Dataset entries:
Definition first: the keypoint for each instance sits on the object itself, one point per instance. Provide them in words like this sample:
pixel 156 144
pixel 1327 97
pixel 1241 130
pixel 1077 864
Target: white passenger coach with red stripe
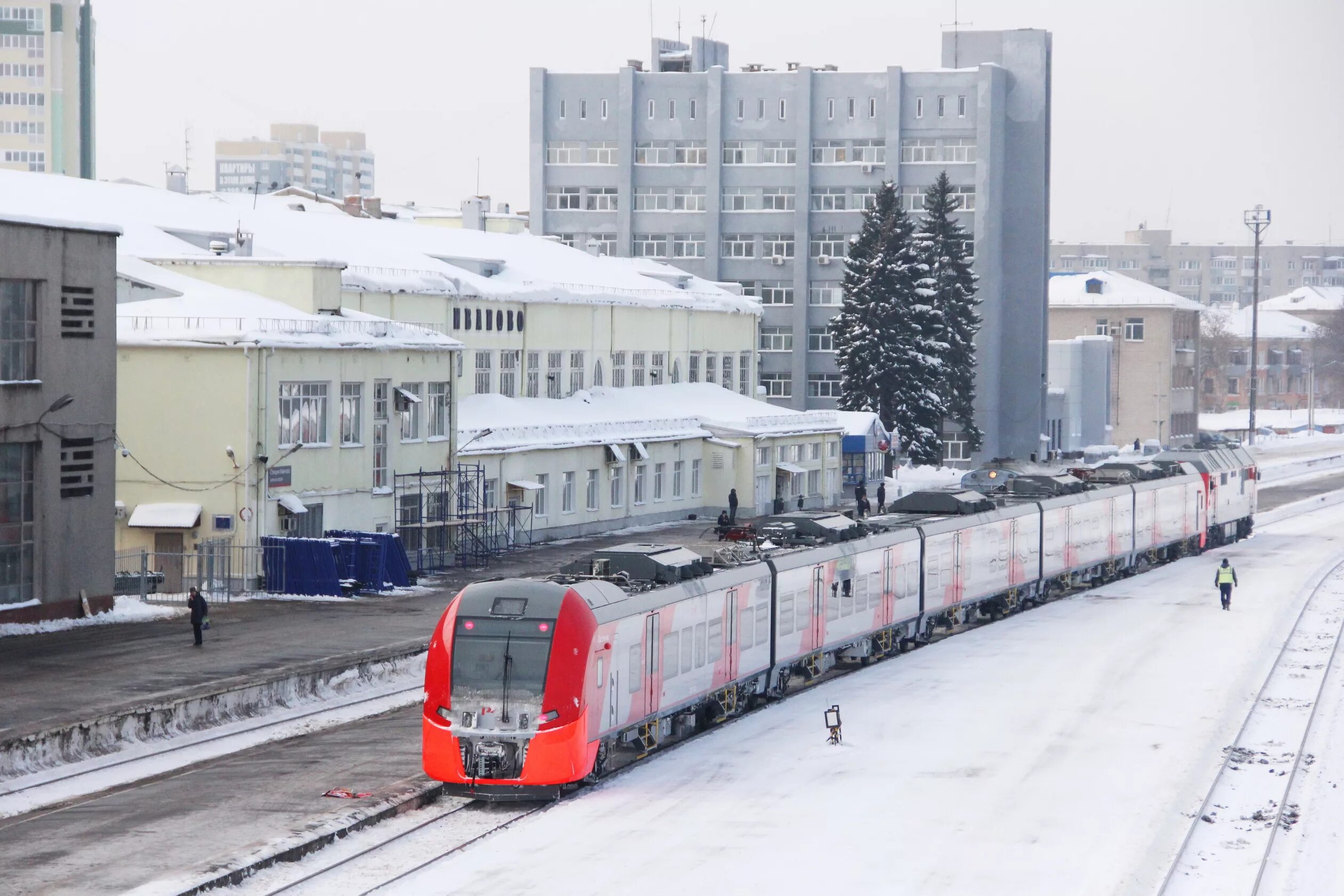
* * *
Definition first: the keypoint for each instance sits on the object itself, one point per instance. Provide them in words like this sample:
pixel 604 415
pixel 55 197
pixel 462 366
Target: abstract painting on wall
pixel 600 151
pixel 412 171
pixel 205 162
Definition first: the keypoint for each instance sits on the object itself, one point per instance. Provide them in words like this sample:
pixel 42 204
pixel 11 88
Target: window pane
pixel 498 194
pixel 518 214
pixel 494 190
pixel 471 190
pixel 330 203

* **Exercise brief**:
Starting at the line above that contains "pixel 156 144", write out each line exactly until the line that contains "Target: white passenger coach with red stripe" has been written, and stop there.

* **Worked solution**:
pixel 156 144
pixel 1327 97
pixel 1241 130
pixel 1077 864
Target: white passenger coach with red stripe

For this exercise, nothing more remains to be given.